» WORK INSTRUCTIONS: Pull each line containing "find" from the data.

.....

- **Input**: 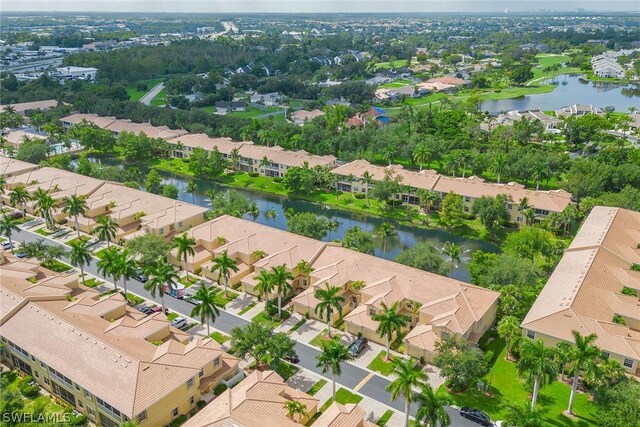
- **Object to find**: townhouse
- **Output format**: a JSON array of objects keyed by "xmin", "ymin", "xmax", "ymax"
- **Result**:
[
  {"xmin": 0, "ymin": 250, "xmax": 241, "ymax": 427},
  {"xmin": 0, "ymin": 99, "xmax": 59, "ymax": 115},
  {"xmin": 0, "ymin": 156, "xmax": 39, "ymax": 178},
  {"xmin": 521, "ymin": 206, "xmax": 640, "ymax": 376},
  {"xmin": 237, "ymin": 145, "xmax": 336, "ymax": 178},
  {"xmin": 168, "ymin": 133, "xmax": 244, "ymax": 159},
  {"xmin": 332, "ymin": 160, "xmax": 573, "ymax": 222},
  {"xmin": 169, "ymin": 215, "xmax": 500, "ymax": 363},
  {"xmin": 60, "ymin": 113, "xmax": 187, "ymax": 140},
  {"xmin": 555, "ymin": 104, "xmax": 603, "ymax": 118},
  {"xmin": 481, "ymin": 109, "xmax": 560, "ymax": 133},
  {"xmin": 182, "ymin": 370, "xmax": 319, "ymax": 426},
  {"xmin": 2, "ymin": 130, "xmax": 48, "ymax": 150},
  {"xmin": 290, "ymin": 109, "xmax": 325, "ymax": 126}
]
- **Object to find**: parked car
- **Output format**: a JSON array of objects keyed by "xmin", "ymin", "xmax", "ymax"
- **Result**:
[
  {"xmin": 183, "ymin": 287, "xmax": 199, "ymax": 304},
  {"xmin": 459, "ymin": 407, "xmax": 493, "ymax": 426},
  {"xmin": 2, "ymin": 241, "xmax": 13, "ymax": 250},
  {"xmin": 284, "ymin": 354, "xmax": 300, "ymax": 364},
  {"xmin": 171, "ymin": 317, "xmax": 187, "ymax": 329},
  {"xmin": 134, "ymin": 269, "xmax": 148, "ymax": 283},
  {"xmin": 15, "ymin": 252, "xmax": 27, "ymax": 258},
  {"xmin": 150, "ymin": 306, "xmax": 168, "ymax": 315},
  {"xmin": 7, "ymin": 209, "xmax": 23, "ymax": 219},
  {"xmin": 348, "ymin": 336, "xmax": 368, "ymax": 357},
  {"xmin": 139, "ymin": 306, "xmax": 154, "ymax": 315}
]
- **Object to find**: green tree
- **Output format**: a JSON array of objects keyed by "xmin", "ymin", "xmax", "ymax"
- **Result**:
[
  {"xmin": 517, "ymin": 339, "xmax": 558, "ymax": 410},
  {"xmin": 97, "ymin": 247, "xmax": 122, "ymax": 292},
  {"xmin": 498, "ymin": 316, "xmax": 522, "ymax": 361},
  {"xmin": 314, "ymin": 286, "xmax": 345, "ymax": 338},
  {"xmin": 361, "ymin": 171, "xmax": 374, "ymax": 207},
  {"xmin": 0, "ymin": 215, "xmax": 19, "ymax": 253},
  {"xmin": 255, "ymin": 269, "xmax": 275, "ymax": 301},
  {"xmin": 295, "ymin": 259, "xmax": 314, "ymax": 289},
  {"xmin": 342, "ymin": 225, "xmax": 376, "ymax": 254},
  {"xmin": 62, "ymin": 194, "xmax": 88, "ymax": 239},
  {"xmin": 439, "ymin": 192, "xmax": 463, "ymax": 229},
  {"xmin": 247, "ymin": 202, "xmax": 260, "ymax": 221},
  {"xmin": 172, "ymin": 233, "xmax": 196, "ymax": 280},
  {"xmin": 33, "ymin": 189, "xmax": 56, "ymax": 230},
  {"xmin": 284, "ymin": 400, "xmax": 307, "ymax": 423},
  {"xmin": 211, "ymin": 250, "xmax": 239, "ymax": 298},
  {"xmin": 144, "ymin": 169, "xmax": 163, "ymax": 194},
  {"xmin": 504, "ymin": 401, "xmax": 545, "ymax": 427},
  {"xmin": 191, "ymin": 283, "xmax": 223, "ymax": 336},
  {"xmin": 387, "ymin": 358, "xmax": 429, "ymax": 427},
  {"xmin": 413, "ymin": 143, "xmax": 432, "ymax": 171},
  {"xmin": 116, "ymin": 248, "xmax": 137, "ymax": 302},
  {"xmin": 126, "ymin": 233, "xmax": 170, "ymax": 266},
  {"xmin": 566, "ymin": 331, "xmax": 601, "ymax": 415},
  {"xmin": 503, "ymin": 226, "xmax": 555, "ymax": 262},
  {"xmin": 594, "ymin": 378, "xmax": 640, "ymax": 427},
  {"xmin": 316, "ymin": 340, "xmax": 352, "ymax": 401},
  {"xmin": 93, "ymin": 215, "xmax": 117, "ymax": 248},
  {"xmin": 471, "ymin": 195, "xmax": 510, "ymax": 233},
  {"xmin": 69, "ymin": 240, "xmax": 92, "ymax": 287},
  {"xmin": 265, "ymin": 208, "xmax": 278, "ymax": 226},
  {"xmin": 16, "ymin": 138, "xmax": 48, "ymax": 164},
  {"xmin": 271, "ymin": 264, "xmax": 294, "ymax": 319},
  {"xmin": 414, "ymin": 385, "xmax": 451, "ymax": 427},
  {"xmin": 287, "ymin": 212, "xmax": 330, "ymax": 240},
  {"xmin": 144, "ymin": 258, "xmax": 179, "ymax": 313},
  {"xmin": 442, "ymin": 241, "xmax": 462, "ymax": 277},
  {"xmin": 433, "ymin": 336, "xmax": 491, "ymax": 392},
  {"xmin": 230, "ymin": 322, "xmax": 296, "ymax": 369},
  {"xmin": 395, "ymin": 242, "xmax": 449, "ymax": 276},
  {"xmin": 161, "ymin": 184, "xmax": 179, "ymax": 199},
  {"xmin": 468, "ymin": 252, "xmax": 539, "ymax": 288},
  {"xmin": 376, "ymin": 222, "xmax": 397, "ymax": 258},
  {"xmin": 373, "ymin": 302, "xmax": 410, "ymax": 360},
  {"xmin": 186, "ymin": 181, "xmax": 197, "ymax": 204},
  {"xmin": 9, "ymin": 186, "xmax": 30, "ymax": 217}
]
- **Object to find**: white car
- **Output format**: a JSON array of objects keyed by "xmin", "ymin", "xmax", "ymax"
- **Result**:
[{"xmin": 171, "ymin": 317, "xmax": 187, "ymax": 329}]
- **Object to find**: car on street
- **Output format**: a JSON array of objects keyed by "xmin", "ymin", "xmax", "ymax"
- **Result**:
[
  {"xmin": 171, "ymin": 317, "xmax": 187, "ymax": 329},
  {"xmin": 348, "ymin": 336, "xmax": 368, "ymax": 357},
  {"xmin": 459, "ymin": 407, "xmax": 493, "ymax": 426},
  {"xmin": 284, "ymin": 354, "xmax": 300, "ymax": 364},
  {"xmin": 183, "ymin": 286, "xmax": 199, "ymax": 304},
  {"xmin": 134, "ymin": 269, "xmax": 148, "ymax": 283}
]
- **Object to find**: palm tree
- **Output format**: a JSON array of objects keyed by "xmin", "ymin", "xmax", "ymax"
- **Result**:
[
  {"xmin": 413, "ymin": 143, "xmax": 432, "ymax": 172},
  {"xmin": 497, "ymin": 316, "xmax": 521, "ymax": 361},
  {"xmin": 186, "ymin": 181, "xmax": 197, "ymax": 204},
  {"xmin": 416, "ymin": 190, "xmax": 440, "ymax": 215},
  {"xmin": 523, "ymin": 208, "xmax": 535, "ymax": 227},
  {"xmin": 504, "ymin": 401, "xmax": 545, "ymax": 427},
  {"xmin": 206, "ymin": 189, "xmax": 216, "ymax": 207},
  {"xmin": 376, "ymin": 222, "xmax": 397, "ymax": 258},
  {"xmin": 566, "ymin": 331, "xmax": 600, "ymax": 415},
  {"xmin": 9, "ymin": 186, "xmax": 30, "ymax": 218},
  {"xmin": 265, "ymin": 208, "xmax": 277, "ymax": 227},
  {"xmin": 414, "ymin": 384, "xmax": 450, "ymax": 427},
  {"xmin": 284, "ymin": 400, "xmax": 307, "ymax": 422},
  {"xmin": 326, "ymin": 219, "xmax": 339, "ymax": 240},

.....

» YOUR SOLUTION:
- **Object to find**: townhouse
- **Object to find**: parked car
- **Object to find**: green tree
- **Object to find**: white car
- **Object to find**: car on street
- **Object to find**: palm tree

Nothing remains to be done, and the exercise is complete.